_Written tasks_
A) Using the text on the carucate, explain in one to three sentences why some have speculated that the Normans wanted to convert the English land measurement system to carucates.
B) According to the text on the carucate, how many acres was the carucate set at in 1194?

_Extract_
========================

In that part of Britain called the Danelaw, a unit of land area, the amount of land that could be kept in cultivation by a single plow, = 8 bovates. Also called a carucata. Usually translated as plough-land, but often used as a synonym for the hide. In the Domesday Book, however, a land measurement in hides is often followed by an equivalent in carucates, which has led to speculation that the Normans desired to convert the English land measurement system to carucates.
Like the hide, the carucate was not a unit of geometrical land area, but a unit of obligation for military service and taxes. Hollister hypothesizes on good evidence that, “the select-fyrd duty was assessed in the Danelaw at the standard rate of one man from a particular number of carucates, a number which was generally known at the time but is unknown to us.¹” Round² proposes that the number is 6.
In 1194, set at 100 acres.
1. C. Warren Hollister.
Anglo-Saxon Military Institutions.
Oxford: Clarendon Press, 1962.
Page 50.
2. John Horace Round.
Feudal England.
London, 1895.
Page 69.
1
Rex Comiti W. salutem. Praecipio tibi quod sine dilatione teneas plenum rectum N. de decem carucatis terrae in Middleton...
The King to Earl W. greeting. I command thee that without delay thou shouldest do full right to N. concerning ten plough-lands in Middleton..."
Tractatus de legibus et consuetudinibus regni Anglie.
Ranulf de Glanville (1130-1190), Book 12, chapter 3.
as quoted and translated in
Kenelm Edward Digby and William Montagu Harrison.
An Introduction to the History of the Law of Real Property. (5th edition)

========================

_Records supplied_
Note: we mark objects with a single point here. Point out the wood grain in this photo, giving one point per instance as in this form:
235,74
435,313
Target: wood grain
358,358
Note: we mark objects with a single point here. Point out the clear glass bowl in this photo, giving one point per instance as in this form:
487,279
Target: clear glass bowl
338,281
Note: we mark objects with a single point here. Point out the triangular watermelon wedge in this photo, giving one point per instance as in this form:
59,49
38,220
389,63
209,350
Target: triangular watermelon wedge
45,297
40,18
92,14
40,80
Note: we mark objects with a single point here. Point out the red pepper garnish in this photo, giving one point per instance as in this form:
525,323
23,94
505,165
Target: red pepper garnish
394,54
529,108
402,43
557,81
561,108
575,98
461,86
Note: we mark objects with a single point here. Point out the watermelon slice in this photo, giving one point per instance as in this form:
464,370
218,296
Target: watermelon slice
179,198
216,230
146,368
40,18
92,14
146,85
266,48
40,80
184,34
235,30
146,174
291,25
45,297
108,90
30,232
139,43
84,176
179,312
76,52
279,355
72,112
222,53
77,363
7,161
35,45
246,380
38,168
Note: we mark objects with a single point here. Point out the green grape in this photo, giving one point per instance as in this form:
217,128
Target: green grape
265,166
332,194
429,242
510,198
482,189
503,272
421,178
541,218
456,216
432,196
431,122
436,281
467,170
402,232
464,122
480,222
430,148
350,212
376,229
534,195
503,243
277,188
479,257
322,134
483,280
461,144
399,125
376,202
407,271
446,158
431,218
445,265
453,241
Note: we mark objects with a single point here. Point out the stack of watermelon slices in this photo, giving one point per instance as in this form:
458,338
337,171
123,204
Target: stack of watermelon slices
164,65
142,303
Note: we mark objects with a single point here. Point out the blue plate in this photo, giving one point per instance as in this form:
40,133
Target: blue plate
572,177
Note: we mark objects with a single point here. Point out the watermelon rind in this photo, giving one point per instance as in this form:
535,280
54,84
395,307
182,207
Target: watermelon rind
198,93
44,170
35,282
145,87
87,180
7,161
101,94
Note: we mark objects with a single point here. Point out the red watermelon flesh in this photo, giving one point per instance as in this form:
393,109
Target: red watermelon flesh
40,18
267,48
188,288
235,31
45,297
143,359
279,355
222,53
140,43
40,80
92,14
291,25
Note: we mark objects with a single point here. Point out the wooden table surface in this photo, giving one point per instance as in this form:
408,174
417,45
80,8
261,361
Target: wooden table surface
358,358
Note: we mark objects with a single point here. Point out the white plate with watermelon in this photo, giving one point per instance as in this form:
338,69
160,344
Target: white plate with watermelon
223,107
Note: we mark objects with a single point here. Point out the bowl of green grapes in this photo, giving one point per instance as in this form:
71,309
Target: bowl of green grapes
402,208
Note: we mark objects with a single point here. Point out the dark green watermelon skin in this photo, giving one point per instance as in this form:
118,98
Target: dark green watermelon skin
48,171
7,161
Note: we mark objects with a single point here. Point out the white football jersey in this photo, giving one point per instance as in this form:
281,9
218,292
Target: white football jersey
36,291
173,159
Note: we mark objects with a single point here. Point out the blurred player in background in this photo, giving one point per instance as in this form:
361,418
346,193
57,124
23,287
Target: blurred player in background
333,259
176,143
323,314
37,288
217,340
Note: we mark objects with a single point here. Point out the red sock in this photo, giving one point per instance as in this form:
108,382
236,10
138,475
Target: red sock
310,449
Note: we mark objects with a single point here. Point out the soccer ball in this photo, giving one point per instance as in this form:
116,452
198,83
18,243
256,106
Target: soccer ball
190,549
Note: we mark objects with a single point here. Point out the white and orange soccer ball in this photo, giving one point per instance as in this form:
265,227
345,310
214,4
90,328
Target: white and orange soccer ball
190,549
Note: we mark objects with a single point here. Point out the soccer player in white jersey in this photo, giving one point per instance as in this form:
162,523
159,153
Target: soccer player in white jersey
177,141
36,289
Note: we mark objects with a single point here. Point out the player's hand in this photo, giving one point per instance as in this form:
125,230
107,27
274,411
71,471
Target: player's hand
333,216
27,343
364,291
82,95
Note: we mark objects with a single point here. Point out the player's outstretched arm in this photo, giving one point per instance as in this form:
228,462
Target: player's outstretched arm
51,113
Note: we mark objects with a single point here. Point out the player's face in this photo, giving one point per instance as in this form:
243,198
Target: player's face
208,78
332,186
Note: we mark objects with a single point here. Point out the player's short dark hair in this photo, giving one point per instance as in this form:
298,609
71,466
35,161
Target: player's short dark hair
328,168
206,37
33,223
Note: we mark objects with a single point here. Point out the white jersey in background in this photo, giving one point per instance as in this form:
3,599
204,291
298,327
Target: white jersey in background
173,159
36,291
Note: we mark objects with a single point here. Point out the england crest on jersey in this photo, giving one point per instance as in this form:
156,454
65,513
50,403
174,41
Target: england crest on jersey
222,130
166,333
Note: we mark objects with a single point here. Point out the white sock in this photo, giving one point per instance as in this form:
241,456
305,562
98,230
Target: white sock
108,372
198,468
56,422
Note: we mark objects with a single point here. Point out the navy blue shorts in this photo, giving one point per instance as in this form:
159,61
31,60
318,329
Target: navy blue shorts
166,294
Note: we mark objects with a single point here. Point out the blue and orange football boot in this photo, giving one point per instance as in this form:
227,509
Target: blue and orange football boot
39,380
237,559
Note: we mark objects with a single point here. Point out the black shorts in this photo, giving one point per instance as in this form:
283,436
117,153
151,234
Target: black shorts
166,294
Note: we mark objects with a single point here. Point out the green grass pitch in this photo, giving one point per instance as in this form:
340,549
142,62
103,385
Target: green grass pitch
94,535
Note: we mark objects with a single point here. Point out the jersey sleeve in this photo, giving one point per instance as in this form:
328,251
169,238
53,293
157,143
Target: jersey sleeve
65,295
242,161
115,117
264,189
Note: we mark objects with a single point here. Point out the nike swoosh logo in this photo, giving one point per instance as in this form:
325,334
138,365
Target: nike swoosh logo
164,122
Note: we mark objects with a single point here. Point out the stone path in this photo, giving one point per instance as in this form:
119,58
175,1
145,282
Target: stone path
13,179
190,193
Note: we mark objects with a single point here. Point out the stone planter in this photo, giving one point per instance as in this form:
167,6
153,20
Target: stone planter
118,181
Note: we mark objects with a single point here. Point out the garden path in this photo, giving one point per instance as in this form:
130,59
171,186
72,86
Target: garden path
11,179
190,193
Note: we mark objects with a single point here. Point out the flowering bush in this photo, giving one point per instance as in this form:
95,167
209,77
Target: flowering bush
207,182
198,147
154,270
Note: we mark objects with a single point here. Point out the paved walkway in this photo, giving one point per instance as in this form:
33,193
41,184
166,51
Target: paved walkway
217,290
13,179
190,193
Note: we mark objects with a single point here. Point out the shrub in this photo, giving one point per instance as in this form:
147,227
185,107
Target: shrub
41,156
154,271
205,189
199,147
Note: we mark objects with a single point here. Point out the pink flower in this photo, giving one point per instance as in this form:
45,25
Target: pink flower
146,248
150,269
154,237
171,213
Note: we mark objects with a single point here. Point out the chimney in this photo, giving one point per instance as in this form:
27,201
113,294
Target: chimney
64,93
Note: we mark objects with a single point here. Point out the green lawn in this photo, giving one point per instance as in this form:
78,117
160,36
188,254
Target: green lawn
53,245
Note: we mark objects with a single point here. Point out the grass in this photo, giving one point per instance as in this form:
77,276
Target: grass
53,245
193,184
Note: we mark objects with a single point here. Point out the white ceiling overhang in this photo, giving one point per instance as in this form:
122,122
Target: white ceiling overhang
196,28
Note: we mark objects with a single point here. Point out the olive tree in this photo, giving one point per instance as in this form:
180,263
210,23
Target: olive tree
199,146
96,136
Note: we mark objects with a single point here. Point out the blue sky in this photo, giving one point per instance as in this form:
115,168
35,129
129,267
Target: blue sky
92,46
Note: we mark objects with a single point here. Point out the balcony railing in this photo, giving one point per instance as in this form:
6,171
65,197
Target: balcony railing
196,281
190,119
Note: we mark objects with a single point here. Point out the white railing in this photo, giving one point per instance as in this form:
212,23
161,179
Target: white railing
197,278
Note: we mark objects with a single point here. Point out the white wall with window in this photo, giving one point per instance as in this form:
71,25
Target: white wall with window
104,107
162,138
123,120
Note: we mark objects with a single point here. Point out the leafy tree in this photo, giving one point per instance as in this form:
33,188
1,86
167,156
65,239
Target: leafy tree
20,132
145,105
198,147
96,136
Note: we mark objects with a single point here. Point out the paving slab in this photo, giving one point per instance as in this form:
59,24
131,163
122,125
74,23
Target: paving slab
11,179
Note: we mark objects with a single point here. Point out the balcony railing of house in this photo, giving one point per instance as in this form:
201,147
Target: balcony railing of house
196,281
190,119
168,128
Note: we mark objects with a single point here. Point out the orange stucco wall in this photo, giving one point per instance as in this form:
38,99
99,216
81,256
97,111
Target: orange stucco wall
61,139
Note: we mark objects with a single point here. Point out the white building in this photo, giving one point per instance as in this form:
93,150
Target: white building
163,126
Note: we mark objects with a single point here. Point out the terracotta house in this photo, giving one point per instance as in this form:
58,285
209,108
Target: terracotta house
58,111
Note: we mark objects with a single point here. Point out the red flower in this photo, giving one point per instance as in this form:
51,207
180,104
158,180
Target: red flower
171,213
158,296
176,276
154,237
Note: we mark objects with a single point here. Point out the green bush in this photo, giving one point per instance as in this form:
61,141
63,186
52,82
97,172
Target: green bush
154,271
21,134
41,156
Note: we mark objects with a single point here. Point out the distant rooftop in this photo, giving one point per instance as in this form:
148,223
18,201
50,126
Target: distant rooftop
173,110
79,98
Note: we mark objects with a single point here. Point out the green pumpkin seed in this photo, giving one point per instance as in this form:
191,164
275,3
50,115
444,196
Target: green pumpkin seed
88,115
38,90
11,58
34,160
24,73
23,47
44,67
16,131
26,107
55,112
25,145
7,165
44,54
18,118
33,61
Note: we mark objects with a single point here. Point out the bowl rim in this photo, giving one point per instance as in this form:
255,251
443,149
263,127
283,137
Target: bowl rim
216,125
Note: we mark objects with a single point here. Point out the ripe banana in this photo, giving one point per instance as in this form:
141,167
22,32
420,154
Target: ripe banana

========================

_The responses_
A) In the Domesday Book, a land measurement in hides is often followed by an equivalent in carucates. That pattern has led to speculation that the Normans desired to convert the English system to carucates.

B) 100 acres.